-- WORK TO DO --
Reproduce the cruise blog post below word for word, from its opening tagline through its final sentence.

Captivating award winning author and nationally acclaimed speaker who is managing to remain a beach bum at heart.
Sunday, August 12, 2012
The Little Boy Inside
Wearing only a tan-through Speedo I pour myself coffee standing beside a woman clad in some kind of uniform with her brown hair in a tight bun. In front of us is an African American family dressed in bright yellow and orange shirts with matching jams. Behind me are college girls wearing bikinis followed by an idiotic guy wearing a purple LSU jersey.
One thing I will say about cruising is that the culture clashes are quite stark. Having embarked out of Jacksonville though, this one is really a southern based multiculturalism.
“We drove all the way from Arkansas,” a boy told me last night through a deep southern drawl. “It was the longest two days of my life.”
He is fourteen.
He hasn’t met a long day yet.
After being challenged to race him down the dual water slide on the back of the boat I began teaching him about long days by beating him two out of three times.
“Kicked your ass,” I told him.
“You did,” he agreed in the southern drawl.
It is fair to say that the “little boy” inside of me never grew up. Just ask anyone I’ve ever worked with or spent a substantial amount of time. I believe play and having a good time absolutely must co-exist with work! I think that’s how I survived for so long in my career … I made homelessness fun!
Now, at 56 years old, I’m racing 14 year old kids down water slides, encouraging one to take his droopy jams that don’t cover his underwear off because they slow his swimming down (he did), and teaching Maddie how to be picked up by aforementioned 14 year old boys. As night fell on the boat, Sarah and I sat on the edge of the pool literally surrounded by fifteen or so kids. We were the loan adults included in the group.

-- RECORDS SUPPLIED --
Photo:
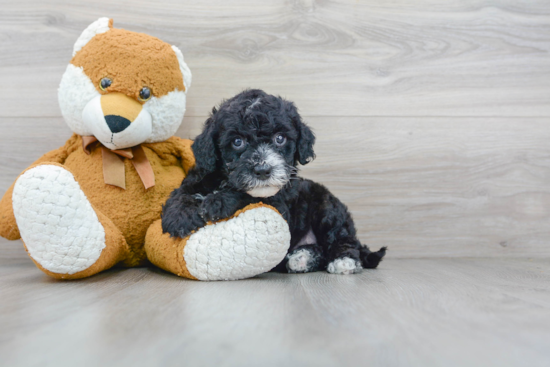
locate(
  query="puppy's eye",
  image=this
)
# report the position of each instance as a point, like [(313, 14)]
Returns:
[(105, 83), (238, 143), (144, 94), (280, 139)]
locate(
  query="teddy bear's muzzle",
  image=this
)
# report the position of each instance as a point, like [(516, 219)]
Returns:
[(117, 120)]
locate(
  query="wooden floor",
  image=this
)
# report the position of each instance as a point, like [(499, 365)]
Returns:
[(409, 312)]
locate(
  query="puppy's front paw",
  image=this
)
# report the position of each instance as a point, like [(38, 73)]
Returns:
[(344, 265)]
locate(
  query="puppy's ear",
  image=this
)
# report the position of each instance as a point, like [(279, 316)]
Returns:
[(304, 145), (205, 149)]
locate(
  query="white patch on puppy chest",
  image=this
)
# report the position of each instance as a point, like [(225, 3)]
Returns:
[(344, 265), (57, 222), (298, 261)]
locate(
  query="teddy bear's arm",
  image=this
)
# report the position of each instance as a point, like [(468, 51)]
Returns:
[(8, 225)]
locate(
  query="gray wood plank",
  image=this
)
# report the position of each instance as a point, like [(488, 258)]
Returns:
[(409, 312), (425, 187), (334, 58)]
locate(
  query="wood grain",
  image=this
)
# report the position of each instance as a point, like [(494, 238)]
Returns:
[(424, 187), (334, 58), (409, 312)]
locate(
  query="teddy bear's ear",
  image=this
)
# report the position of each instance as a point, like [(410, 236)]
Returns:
[(101, 25), (183, 68)]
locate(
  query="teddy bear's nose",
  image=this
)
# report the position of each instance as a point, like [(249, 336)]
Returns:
[(117, 123)]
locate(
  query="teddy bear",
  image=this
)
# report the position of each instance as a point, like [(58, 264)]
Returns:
[(96, 202)]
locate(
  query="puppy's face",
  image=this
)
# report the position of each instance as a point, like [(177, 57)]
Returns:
[(256, 140)]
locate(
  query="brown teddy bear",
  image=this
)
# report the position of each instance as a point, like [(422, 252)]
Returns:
[(96, 201)]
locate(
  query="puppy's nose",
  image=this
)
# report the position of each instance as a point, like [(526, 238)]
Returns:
[(117, 123), (262, 171)]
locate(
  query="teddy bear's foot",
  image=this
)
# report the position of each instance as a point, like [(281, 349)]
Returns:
[(251, 242), (61, 230)]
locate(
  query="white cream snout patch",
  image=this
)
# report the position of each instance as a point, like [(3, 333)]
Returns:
[(138, 132)]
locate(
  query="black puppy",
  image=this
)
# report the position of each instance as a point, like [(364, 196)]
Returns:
[(248, 152)]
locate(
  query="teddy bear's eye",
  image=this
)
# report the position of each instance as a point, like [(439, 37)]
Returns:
[(144, 94), (105, 83)]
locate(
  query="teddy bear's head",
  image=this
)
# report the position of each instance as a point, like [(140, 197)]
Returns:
[(124, 88)]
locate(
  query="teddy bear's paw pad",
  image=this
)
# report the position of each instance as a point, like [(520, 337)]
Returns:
[(57, 222), (252, 243), (344, 265)]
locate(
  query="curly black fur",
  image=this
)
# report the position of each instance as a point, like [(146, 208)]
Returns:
[(238, 153)]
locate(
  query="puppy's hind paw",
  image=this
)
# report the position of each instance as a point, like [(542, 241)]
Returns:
[(302, 261), (344, 265)]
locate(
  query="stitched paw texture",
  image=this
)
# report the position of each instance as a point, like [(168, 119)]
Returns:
[(57, 222), (344, 265), (252, 243)]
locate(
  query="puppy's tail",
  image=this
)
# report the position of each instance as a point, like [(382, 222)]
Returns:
[(369, 259)]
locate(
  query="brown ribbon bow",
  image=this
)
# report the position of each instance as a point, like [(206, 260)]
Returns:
[(113, 166)]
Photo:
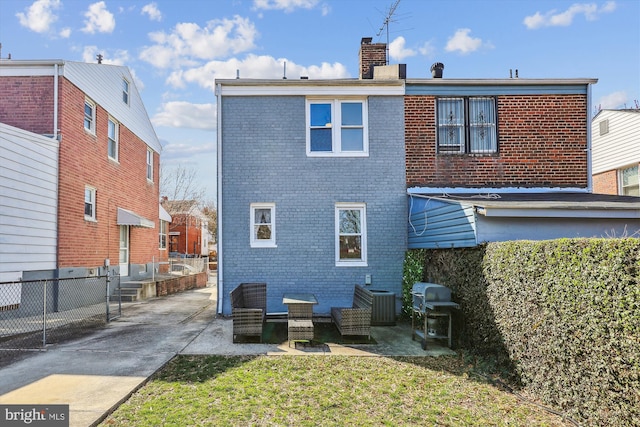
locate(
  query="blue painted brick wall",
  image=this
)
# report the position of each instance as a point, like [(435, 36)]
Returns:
[(264, 160)]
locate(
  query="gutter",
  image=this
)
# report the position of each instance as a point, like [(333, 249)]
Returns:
[(589, 151), (220, 284)]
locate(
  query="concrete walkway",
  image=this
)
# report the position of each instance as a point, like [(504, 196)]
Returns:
[(95, 373)]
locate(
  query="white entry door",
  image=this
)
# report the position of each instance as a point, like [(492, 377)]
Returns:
[(124, 250)]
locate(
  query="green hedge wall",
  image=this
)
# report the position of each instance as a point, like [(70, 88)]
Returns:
[(563, 314)]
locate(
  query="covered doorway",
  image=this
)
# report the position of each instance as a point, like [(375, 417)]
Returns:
[(124, 250)]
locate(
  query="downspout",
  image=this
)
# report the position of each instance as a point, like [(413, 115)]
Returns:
[(56, 273), (589, 160), (221, 295)]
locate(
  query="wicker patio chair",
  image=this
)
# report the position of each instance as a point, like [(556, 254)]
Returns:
[(248, 309), (355, 320)]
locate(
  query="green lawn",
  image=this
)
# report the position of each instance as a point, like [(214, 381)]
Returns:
[(323, 391)]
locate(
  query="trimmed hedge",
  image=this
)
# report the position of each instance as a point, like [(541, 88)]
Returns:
[(563, 314)]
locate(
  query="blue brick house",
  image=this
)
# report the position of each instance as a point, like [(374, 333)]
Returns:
[(311, 187)]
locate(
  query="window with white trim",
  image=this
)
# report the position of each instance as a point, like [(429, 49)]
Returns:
[(149, 164), (467, 125), (125, 91), (113, 131), (89, 116), (351, 235), (89, 203), (263, 225), (630, 181), (337, 127), (163, 234)]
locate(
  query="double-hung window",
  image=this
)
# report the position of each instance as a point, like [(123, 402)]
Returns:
[(630, 181), (149, 164), (351, 235), (89, 116), (112, 149), (337, 127), (89, 203), (467, 125), (263, 225), (163, 235)]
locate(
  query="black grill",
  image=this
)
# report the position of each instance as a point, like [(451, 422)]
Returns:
[(432, 303)]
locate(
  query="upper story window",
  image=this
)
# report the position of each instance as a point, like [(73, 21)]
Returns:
[(125, 91), (89, 203), (89, 116), (337, 127), (149, 164), (163, 234), (467, 125), (630, 181), (351, 235), (263, 225), (113, 131)]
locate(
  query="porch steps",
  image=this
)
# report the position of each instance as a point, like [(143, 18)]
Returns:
[(137, 290)]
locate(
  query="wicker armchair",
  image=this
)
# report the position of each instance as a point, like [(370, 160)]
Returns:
[(248, 309), (355, 320)]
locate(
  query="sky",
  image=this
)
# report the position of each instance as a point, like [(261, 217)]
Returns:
[(176, 49)]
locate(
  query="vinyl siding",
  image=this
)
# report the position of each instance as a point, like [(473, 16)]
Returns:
[(618, 148), (28, 197)]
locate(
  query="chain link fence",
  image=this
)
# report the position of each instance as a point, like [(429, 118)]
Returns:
[(40, 312)]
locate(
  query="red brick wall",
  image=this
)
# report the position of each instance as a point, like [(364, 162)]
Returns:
[(606, 182), (27, 103), (187, 226), (541, 143), (84, 161)]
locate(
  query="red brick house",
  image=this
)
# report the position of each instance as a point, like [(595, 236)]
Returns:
[(500, 159), (108, 162), (188, 231)]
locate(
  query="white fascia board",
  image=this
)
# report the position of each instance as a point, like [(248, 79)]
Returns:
[(308, 90), (497, 190), (558, 213)]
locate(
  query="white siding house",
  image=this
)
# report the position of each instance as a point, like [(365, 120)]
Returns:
[(28, 202), (616, 151)]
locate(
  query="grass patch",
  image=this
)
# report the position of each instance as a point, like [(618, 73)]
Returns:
[(322, 390)]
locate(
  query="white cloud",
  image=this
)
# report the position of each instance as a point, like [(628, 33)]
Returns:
[(613, 100), (40, 16), (191, 151), (462, 42), (553, 18), (253, 66), (98, 19), (188, 42), (397, 50), (286, 5), (152, 10), (427, 49), (181, 114)]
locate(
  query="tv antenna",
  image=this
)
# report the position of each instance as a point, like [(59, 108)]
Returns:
[(385, 24)]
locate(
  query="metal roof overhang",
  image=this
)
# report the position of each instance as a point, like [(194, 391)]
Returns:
[(547, 205), (126, 217)]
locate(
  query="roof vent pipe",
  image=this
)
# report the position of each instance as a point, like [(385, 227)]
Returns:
[(436, 70)]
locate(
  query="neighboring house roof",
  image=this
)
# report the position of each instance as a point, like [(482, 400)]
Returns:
[(561, 204), (183, 207), (97, 81)]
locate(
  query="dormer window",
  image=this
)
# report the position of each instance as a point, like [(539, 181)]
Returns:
[(125, 91)]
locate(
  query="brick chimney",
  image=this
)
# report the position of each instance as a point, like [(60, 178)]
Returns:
[(371, 55)]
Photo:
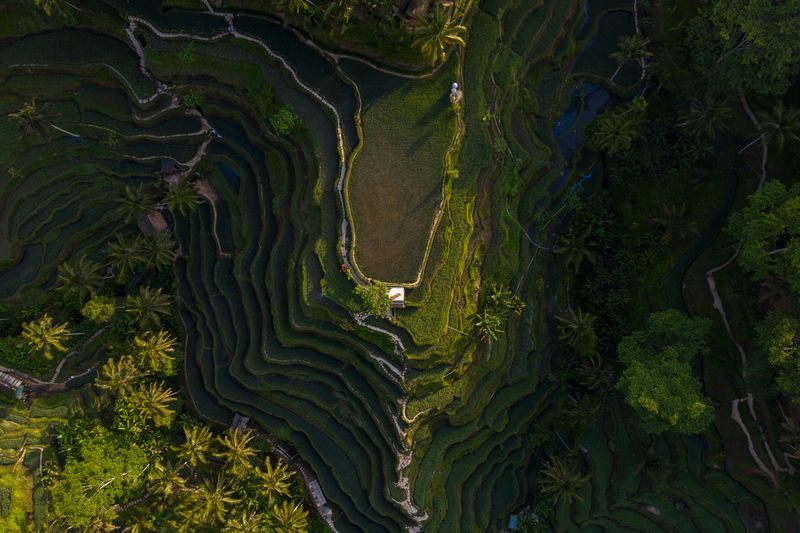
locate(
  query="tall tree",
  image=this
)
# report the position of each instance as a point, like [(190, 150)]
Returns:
[(183, 196), (196, 447), (657, 379), (576, 329), (119, 375), (159, 250), (155, 350), (80, 276), (561, 481), (136, 201), (630, 48), (43, 336), (148, 306), (289, 517), (237, 450), (438, 31), (705, 116), (780, 125), (768, 230), (124, 255)]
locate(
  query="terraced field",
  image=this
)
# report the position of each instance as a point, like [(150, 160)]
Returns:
[(410, 424)]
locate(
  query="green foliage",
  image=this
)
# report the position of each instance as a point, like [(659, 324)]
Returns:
[(99, 309), (375, 298), (768, 230), (192, 99), (284, 120), (188, 55), (657, 379), (750, 44), (778, 338), (99, 472), (5, 501)]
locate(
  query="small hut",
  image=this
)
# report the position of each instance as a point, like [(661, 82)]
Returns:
[(152, 223), (397, 297)]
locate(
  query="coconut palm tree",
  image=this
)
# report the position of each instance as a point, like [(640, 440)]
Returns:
[(577, 248), (183, 196), (629, 48), (81, 277), (236, 450), (152, 402), (595, 373), (673, 222), (196, 446), (148, 306), (136, 201), (576, 329), (615, 132), (559, 480), (43, 336), (165, 479), (31, 118), (155, 350), (436, 32), (246, 521), (159, 250), (705, 116), (488, 324), (125, 255), (275, 479), (296, 6), (209, 503), (119, 375), (289, 517), (780, 125)]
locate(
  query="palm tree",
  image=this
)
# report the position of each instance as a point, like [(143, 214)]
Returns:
[(210, 501), (155, 349), (160, 250), (125, 255), (576, 329), (780, 125), (577, 248), (614, 132), (43, 336), (80, 276), (289, 517), (197, 443), (135, 202), (560, 481), (629, 48), (183, 196), (488, 324), (705, 117), (436, 32), (296, 6), (275, 478), (595, 373), (236, 450), (30, 118), (152, 402), (245, 522), (165, 480), (119, 375), (673, 222), (148, 306)]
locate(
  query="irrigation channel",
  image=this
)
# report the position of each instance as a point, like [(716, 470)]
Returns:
[(409, 424)]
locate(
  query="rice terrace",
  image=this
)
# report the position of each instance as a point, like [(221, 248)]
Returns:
[(399, 265)]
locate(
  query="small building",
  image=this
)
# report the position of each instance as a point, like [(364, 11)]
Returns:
[(316, 494), (152, 223), (397, 297)]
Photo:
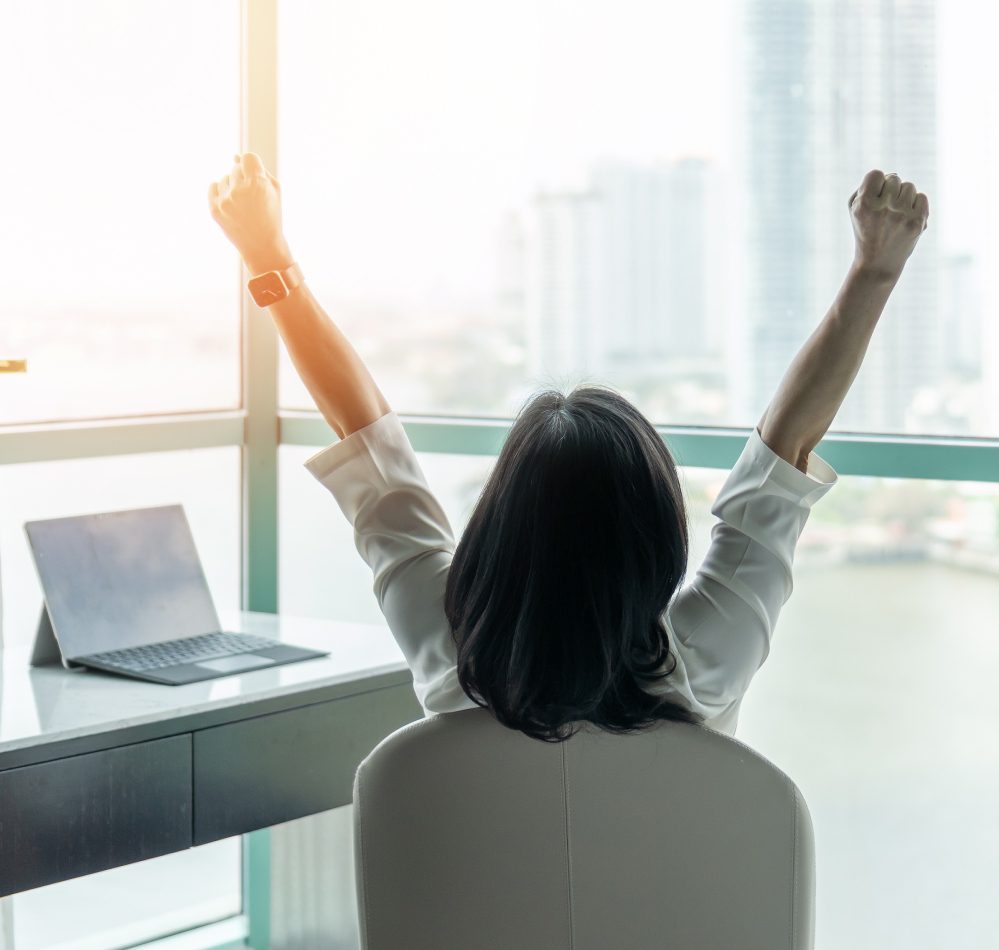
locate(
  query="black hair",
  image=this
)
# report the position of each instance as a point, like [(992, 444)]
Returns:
[(558, 587)]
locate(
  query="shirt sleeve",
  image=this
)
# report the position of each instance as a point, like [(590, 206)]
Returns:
[(721, 623), (403, 534)]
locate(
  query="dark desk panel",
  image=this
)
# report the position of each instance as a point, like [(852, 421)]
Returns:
[(92, 812), (270, 769)]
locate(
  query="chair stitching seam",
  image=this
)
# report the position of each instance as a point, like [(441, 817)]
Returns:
[(794, 865), (568, 854)]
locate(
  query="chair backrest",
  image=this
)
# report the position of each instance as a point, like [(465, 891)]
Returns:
[(469, 835)]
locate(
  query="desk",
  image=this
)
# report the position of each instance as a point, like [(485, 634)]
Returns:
[(97, 770)]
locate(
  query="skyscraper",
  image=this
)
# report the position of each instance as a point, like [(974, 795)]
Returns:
[(626, 278), (834, 90)]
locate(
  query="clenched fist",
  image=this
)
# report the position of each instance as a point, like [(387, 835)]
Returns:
[(888, 218), (246, 203)]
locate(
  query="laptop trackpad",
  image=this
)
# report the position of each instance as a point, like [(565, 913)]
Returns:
[(232, 664)]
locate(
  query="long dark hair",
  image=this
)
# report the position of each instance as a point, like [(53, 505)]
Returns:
[(558, 586)]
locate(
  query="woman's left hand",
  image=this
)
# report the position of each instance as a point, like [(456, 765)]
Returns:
[(246, 204)]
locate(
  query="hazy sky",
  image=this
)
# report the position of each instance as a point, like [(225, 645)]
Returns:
[(409, 129)]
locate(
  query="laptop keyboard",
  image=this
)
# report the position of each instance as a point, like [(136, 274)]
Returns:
[(205, 646)]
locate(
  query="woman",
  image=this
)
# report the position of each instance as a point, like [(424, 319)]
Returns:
[(562, 603)]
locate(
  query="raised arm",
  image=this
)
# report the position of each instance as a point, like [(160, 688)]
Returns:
[(888, 218), (246, 204)]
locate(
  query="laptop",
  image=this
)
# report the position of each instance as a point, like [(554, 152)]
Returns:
[(125, 593)]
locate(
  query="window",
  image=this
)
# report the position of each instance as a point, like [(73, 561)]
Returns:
[(119, 289), (493, 198)]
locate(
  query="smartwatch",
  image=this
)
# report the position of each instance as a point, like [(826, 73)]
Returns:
[(274, 285)]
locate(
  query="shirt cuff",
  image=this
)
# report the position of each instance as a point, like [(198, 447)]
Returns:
[(386, 429), (807, 486)]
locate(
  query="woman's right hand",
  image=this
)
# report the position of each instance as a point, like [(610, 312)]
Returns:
[(888, 218)]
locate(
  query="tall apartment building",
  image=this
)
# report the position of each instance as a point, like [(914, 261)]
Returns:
[(832, 91), (626, 277)]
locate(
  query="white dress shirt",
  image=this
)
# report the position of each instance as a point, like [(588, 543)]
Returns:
[(720, 624)]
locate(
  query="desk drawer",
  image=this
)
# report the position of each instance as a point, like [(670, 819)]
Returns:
[(88, 813), (271, 769)]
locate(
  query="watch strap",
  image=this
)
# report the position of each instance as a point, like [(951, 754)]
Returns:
[(292, 276)]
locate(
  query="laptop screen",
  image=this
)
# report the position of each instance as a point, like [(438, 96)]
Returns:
[(121, 579)]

-- ANSWER TO THE TASK --
Captivating award winning author and nationally acclaimed speaker who is managing to remain a beach bum at heart.
Sunday, August 12, 2012
The Little Boy Inside
Wearing only a tan-through Speedo I pour myself coffee standing beside a woman clad in some kind of uniform with her brown hair in a tight bun. In front of us is an African American family dressed in bright yellow and orange shirts with matching jams. Behind me are college girls wearing bikinis followed by an idiotic guy wearing a purple LSU jersey.
One thing I will say about cruising is that the culture clashes are quite stark. Having embarked out of Jacksonville though, this one is really a southern based multiculturalism.
“We drove all the way from Arkansas,” a boy told me last night through a deep southern drawl. “It was the longest two days of my life.”
He is fourteen.
He hasn’t met a long day yet.
After being challenged to race him down the dual water slide on the back of the boat I began teaching him about long days by beating him two out of three times.
“Kicked your ass,” I told him.
“You did,” he agreed in the southern drawl.
It is fair to say that the “little boy” inside of me never grew up. Just ask anyone I’ve ever worked with or spent a substantial amount of time. I believe play and having a good time absolutely must co-exist with work! I think that’s how I survived for so long in my career … I made homelessness fun!
Now, at 56 years old, I’m racing 14 year old kids down water slides, encouraging one to take his droopy jams that don’t cover his underwear off because they slow his swimming down (he did), and teaching Maddie how to be picked up by aforementioned 14 year old boys. As night fell on the boat, Sarah and I sat on the edge of the pool literally surrounded by fifteen or so kids. We were the loan adults included in the group.